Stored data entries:
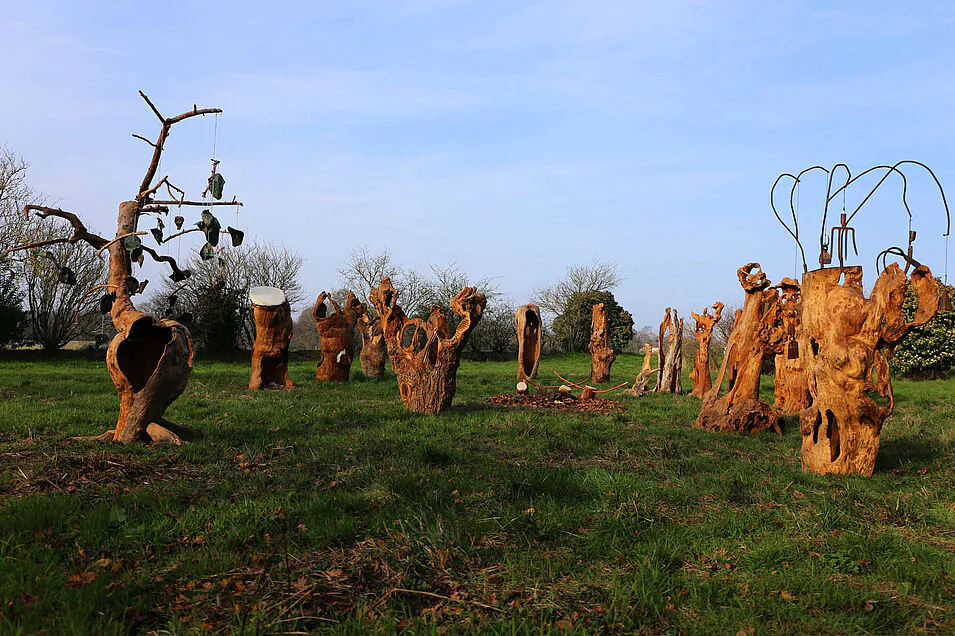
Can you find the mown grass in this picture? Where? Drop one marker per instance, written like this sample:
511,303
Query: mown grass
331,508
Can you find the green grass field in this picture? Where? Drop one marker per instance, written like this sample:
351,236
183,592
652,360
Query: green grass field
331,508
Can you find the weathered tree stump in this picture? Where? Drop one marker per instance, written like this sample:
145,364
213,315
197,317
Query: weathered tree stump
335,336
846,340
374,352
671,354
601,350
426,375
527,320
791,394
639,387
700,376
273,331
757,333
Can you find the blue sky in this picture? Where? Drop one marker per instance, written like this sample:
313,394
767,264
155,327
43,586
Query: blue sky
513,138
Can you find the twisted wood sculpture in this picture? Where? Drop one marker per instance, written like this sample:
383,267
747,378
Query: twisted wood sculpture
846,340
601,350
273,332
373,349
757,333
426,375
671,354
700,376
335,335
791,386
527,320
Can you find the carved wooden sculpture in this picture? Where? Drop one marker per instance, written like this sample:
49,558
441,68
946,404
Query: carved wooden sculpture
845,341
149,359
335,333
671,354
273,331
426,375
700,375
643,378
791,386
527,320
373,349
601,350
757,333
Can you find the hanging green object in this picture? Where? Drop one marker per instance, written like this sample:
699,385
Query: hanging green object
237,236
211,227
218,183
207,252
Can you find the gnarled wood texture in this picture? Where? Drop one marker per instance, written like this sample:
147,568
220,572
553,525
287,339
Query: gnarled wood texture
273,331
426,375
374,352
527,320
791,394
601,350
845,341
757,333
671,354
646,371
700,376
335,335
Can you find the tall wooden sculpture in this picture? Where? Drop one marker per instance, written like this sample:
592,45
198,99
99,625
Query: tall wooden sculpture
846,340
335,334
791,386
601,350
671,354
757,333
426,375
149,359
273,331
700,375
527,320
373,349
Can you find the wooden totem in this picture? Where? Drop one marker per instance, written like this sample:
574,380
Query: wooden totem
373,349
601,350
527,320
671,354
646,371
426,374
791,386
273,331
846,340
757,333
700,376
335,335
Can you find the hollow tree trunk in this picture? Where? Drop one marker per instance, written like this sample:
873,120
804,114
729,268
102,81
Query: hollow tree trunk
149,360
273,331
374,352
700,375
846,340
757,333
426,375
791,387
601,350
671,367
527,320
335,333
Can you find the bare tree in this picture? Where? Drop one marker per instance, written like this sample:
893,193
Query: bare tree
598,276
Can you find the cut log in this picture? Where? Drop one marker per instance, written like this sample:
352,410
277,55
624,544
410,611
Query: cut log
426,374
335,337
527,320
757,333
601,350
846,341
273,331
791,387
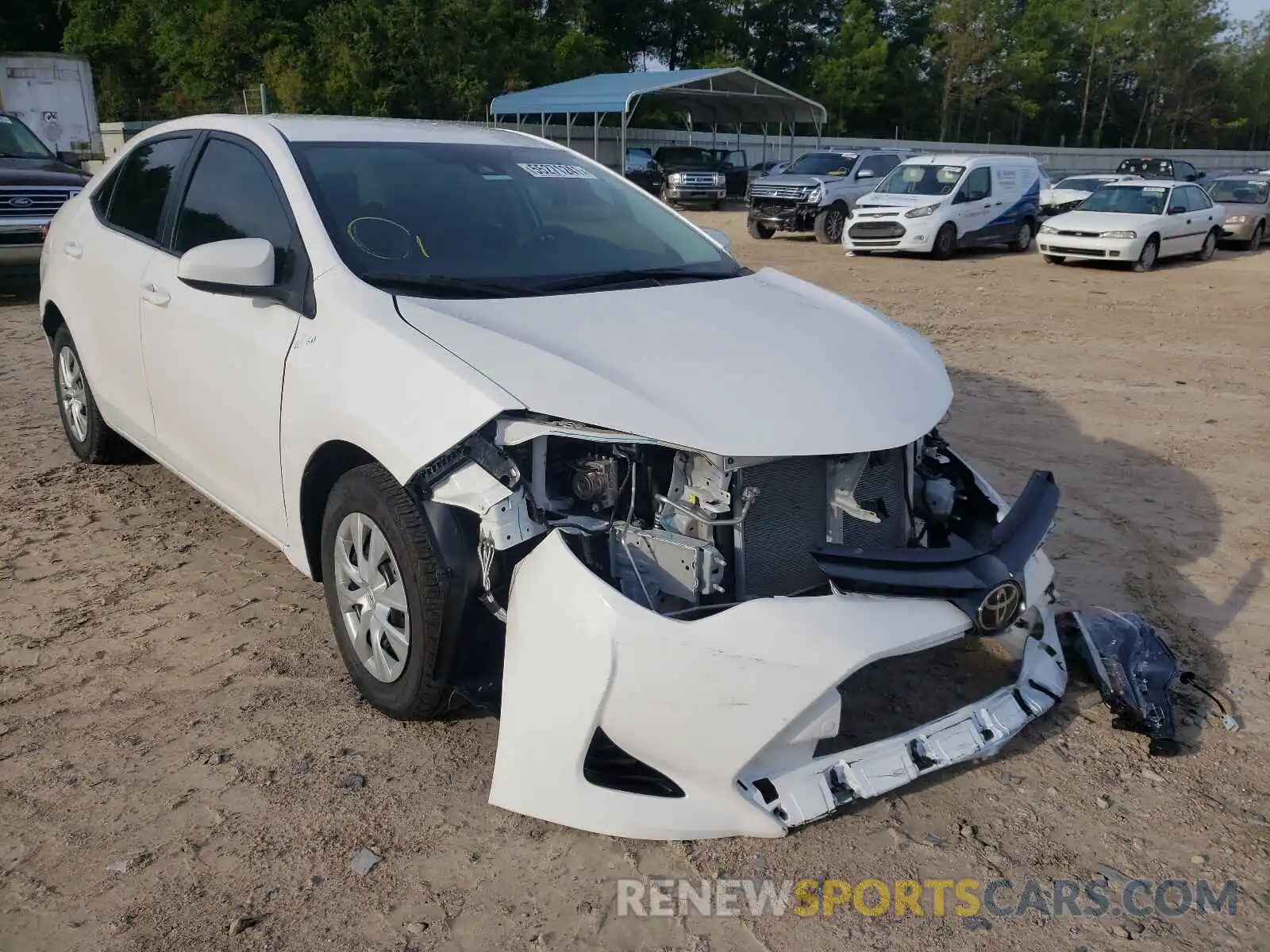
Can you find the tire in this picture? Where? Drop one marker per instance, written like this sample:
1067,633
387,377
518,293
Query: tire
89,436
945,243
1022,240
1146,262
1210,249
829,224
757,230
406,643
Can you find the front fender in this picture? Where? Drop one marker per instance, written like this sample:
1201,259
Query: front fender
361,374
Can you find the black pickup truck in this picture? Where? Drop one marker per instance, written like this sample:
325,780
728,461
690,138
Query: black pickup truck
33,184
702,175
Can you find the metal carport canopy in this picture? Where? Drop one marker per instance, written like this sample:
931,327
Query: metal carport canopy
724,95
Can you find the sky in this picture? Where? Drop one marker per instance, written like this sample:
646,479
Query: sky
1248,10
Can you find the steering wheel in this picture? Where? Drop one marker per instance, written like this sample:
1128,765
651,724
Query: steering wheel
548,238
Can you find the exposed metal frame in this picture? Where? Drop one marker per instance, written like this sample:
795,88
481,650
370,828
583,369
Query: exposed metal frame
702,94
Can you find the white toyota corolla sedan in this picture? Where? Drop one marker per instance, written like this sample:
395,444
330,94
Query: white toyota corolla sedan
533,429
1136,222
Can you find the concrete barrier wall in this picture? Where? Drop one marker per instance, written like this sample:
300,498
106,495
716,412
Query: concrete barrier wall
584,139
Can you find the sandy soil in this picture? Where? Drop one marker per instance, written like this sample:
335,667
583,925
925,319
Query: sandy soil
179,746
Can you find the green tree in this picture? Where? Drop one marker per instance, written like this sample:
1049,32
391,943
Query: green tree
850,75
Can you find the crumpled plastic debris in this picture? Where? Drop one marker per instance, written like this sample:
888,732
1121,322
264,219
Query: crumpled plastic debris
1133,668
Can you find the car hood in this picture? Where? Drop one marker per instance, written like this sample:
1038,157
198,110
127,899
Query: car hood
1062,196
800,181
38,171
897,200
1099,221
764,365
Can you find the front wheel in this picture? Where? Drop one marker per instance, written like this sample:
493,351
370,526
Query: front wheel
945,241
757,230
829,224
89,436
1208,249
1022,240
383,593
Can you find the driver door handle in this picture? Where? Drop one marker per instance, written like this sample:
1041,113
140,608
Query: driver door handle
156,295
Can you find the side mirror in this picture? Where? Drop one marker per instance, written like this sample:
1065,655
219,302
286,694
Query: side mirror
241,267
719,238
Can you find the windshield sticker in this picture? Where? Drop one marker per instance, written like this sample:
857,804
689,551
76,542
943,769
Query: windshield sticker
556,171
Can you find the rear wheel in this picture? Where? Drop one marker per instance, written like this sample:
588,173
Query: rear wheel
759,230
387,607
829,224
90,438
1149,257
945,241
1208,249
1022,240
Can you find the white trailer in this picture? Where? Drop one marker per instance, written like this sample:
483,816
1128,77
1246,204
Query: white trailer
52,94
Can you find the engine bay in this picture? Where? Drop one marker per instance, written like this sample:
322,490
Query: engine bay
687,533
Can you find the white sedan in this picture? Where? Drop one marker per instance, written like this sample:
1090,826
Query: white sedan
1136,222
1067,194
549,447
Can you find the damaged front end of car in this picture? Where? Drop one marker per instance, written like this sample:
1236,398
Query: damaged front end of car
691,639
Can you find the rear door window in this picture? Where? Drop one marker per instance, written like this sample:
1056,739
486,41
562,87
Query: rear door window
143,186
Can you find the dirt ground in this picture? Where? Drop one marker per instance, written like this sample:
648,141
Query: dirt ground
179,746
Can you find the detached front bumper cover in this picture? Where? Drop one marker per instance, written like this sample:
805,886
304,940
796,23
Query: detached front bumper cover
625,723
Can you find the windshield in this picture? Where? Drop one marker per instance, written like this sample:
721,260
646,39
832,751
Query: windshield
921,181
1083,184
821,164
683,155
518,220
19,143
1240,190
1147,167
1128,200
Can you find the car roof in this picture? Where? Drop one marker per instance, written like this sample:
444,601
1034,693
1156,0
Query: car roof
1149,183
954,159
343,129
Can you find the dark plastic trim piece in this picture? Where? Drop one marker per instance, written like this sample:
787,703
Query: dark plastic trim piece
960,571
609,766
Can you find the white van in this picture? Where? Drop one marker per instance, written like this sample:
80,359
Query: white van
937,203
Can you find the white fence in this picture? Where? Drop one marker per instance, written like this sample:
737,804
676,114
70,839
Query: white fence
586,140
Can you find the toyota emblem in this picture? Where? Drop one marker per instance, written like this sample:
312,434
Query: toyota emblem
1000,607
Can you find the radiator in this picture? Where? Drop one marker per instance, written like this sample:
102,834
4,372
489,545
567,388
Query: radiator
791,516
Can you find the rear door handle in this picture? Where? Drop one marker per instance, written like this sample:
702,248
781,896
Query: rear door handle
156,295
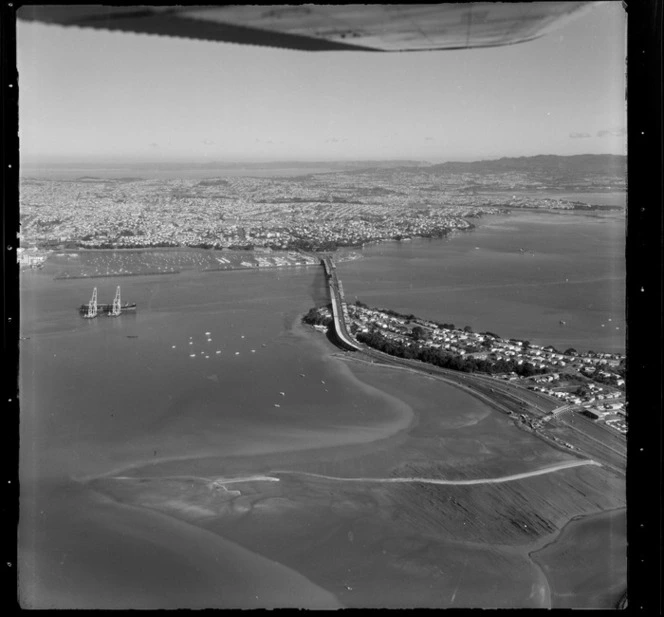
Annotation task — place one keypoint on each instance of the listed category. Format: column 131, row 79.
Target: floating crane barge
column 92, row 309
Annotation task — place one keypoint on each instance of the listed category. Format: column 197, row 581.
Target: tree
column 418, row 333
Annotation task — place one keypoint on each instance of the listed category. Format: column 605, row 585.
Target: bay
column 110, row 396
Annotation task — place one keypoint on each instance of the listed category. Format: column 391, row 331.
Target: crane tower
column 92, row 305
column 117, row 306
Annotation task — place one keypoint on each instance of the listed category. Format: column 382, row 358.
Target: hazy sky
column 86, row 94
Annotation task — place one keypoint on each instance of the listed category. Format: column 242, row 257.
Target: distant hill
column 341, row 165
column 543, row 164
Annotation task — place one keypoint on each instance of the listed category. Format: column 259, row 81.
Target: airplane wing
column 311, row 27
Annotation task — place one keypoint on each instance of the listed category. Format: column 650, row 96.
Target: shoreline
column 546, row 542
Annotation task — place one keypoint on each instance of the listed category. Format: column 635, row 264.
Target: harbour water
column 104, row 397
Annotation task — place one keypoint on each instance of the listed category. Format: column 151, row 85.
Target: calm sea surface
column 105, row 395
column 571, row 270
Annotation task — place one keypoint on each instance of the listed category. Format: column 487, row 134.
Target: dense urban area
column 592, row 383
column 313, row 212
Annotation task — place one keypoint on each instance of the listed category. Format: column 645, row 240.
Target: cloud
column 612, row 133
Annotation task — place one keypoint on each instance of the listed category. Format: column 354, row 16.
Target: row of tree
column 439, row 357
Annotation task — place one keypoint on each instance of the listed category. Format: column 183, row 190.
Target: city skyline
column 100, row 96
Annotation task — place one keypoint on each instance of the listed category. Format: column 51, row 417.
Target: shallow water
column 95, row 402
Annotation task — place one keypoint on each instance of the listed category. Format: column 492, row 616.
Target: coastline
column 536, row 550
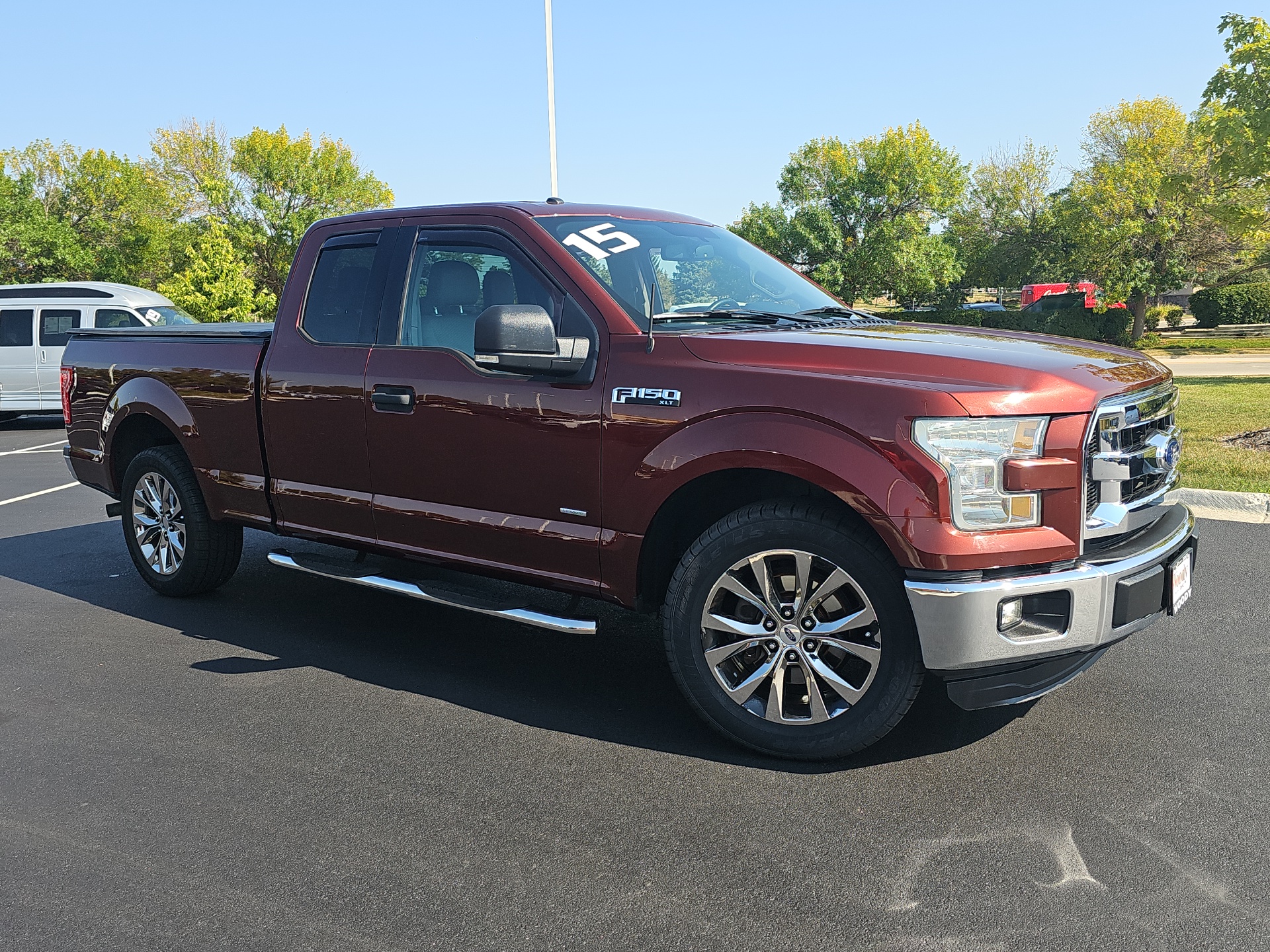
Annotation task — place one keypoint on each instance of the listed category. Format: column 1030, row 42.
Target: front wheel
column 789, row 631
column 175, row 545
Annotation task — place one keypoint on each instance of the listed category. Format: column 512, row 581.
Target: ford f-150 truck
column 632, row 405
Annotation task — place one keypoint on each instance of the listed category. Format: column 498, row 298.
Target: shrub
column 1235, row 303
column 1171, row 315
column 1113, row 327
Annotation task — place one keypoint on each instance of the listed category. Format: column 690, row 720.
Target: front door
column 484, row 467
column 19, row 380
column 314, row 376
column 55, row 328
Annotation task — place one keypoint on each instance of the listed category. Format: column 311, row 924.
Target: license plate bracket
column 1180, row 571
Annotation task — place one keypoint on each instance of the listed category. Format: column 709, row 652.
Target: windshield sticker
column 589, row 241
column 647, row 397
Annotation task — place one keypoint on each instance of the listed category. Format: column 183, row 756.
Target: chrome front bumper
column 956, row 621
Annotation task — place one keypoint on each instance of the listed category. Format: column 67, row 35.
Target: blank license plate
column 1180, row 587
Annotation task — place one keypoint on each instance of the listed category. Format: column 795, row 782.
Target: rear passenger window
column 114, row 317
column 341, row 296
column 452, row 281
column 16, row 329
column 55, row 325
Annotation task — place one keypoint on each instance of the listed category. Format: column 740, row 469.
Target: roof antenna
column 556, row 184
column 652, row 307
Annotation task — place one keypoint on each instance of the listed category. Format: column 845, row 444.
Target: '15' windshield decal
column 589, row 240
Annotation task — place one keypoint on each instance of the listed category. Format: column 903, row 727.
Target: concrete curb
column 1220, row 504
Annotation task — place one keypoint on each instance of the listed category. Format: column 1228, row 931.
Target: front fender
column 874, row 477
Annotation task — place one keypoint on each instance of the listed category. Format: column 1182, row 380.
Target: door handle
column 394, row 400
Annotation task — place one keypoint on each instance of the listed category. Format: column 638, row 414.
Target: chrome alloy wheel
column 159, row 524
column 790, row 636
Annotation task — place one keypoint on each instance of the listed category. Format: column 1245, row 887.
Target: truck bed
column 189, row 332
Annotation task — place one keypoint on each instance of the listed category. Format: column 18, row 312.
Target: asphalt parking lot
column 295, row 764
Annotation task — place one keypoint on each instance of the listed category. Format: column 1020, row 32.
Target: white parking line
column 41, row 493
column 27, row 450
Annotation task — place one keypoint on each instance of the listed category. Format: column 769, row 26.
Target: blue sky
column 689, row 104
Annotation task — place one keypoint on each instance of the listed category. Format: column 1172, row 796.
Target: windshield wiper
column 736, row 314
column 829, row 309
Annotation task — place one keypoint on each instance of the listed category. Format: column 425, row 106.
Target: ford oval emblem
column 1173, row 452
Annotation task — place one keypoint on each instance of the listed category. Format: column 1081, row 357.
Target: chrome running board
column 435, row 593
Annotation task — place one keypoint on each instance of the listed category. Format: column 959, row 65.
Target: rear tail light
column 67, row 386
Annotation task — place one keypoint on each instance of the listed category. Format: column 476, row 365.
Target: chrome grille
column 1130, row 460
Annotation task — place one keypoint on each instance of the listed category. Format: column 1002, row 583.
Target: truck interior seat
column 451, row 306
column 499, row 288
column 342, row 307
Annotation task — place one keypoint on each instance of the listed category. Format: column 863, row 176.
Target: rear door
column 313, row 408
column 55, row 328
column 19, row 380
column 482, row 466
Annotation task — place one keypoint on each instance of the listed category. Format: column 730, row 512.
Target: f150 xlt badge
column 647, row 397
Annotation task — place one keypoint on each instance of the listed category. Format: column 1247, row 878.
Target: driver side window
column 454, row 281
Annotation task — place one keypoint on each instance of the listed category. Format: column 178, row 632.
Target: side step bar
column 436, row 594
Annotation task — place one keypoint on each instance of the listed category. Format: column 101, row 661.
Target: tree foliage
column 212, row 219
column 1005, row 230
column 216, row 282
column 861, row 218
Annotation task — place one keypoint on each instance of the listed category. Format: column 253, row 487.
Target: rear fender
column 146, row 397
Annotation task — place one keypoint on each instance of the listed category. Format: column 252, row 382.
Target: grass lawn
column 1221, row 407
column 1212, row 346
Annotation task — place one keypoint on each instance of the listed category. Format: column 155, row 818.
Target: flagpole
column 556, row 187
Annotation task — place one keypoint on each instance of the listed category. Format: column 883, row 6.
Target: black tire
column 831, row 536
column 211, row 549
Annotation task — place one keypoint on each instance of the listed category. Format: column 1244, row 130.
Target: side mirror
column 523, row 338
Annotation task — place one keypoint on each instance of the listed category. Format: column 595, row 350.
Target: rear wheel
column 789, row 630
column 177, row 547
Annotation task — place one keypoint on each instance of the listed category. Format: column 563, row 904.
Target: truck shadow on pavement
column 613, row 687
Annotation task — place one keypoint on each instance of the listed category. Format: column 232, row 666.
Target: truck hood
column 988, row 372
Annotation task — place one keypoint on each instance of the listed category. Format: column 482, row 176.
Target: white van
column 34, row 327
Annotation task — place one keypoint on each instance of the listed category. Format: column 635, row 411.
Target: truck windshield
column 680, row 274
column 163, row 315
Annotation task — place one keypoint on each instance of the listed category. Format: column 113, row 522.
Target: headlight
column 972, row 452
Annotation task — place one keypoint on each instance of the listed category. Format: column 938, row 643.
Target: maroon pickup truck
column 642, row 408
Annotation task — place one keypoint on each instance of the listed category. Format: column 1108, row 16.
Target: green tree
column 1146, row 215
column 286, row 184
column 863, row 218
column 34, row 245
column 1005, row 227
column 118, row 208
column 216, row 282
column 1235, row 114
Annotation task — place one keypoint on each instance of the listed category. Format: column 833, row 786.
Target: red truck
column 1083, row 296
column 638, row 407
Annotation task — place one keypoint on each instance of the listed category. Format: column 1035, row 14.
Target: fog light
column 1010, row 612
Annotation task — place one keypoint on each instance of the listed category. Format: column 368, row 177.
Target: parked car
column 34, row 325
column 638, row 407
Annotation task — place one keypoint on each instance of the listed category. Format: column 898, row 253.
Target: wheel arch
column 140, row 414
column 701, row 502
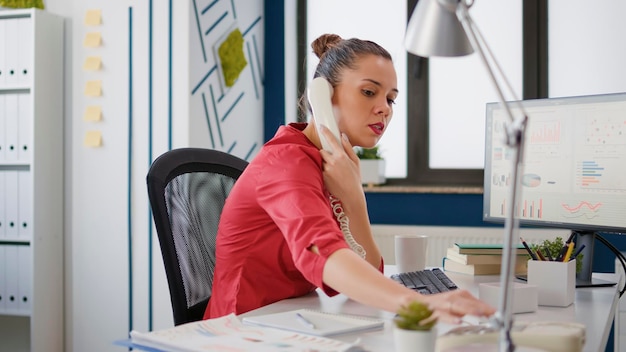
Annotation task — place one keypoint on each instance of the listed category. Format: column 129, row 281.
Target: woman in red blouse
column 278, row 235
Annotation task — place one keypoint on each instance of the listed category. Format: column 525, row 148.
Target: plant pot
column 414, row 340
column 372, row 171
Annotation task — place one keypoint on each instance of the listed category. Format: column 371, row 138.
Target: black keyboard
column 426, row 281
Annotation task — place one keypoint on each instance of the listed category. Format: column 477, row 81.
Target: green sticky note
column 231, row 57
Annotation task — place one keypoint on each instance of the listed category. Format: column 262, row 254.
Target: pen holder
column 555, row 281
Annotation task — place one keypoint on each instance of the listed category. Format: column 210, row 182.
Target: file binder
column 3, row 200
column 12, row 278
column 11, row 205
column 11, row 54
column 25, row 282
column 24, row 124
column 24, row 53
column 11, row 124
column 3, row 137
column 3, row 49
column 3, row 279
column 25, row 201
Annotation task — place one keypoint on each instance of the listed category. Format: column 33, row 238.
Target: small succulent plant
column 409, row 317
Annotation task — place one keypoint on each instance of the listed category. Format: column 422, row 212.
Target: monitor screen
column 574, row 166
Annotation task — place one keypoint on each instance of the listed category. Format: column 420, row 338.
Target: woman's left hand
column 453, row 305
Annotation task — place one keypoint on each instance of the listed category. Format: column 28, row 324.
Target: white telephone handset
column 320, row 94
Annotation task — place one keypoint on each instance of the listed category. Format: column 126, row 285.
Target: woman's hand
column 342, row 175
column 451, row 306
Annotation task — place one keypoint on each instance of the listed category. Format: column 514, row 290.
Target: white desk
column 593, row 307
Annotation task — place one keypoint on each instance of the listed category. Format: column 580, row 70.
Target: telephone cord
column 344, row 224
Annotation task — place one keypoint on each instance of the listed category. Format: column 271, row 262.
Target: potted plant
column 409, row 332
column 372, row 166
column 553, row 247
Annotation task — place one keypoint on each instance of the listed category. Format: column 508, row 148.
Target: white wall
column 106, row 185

--- Assignment ---
Look back at the data above. Transcribe exactly the lines starting at the line that contains "Target: ford oval emblem" and ending at the line that contains "1002, row 583.".

--- Result of the task ---
Target: ford oval emblem
column 1173, row 452
Annotation task — place one keypoint on each instance of the listed category. Format: column 1081, row 357.
Target: chrome running board
column 435, row 593
Annotation task — place one keypoint on each instance of the listed category. Format: column 959, row 65.
Target: rear tail light
column 67, row 386
Annotation task — place one keypoint on each instance of the listed category. Format: column 476, row 365.
Target: chrome grille
column 1130, row 460
Annotation task — place one keypoint on each instance of the listed category. Format: column 1002, row 583.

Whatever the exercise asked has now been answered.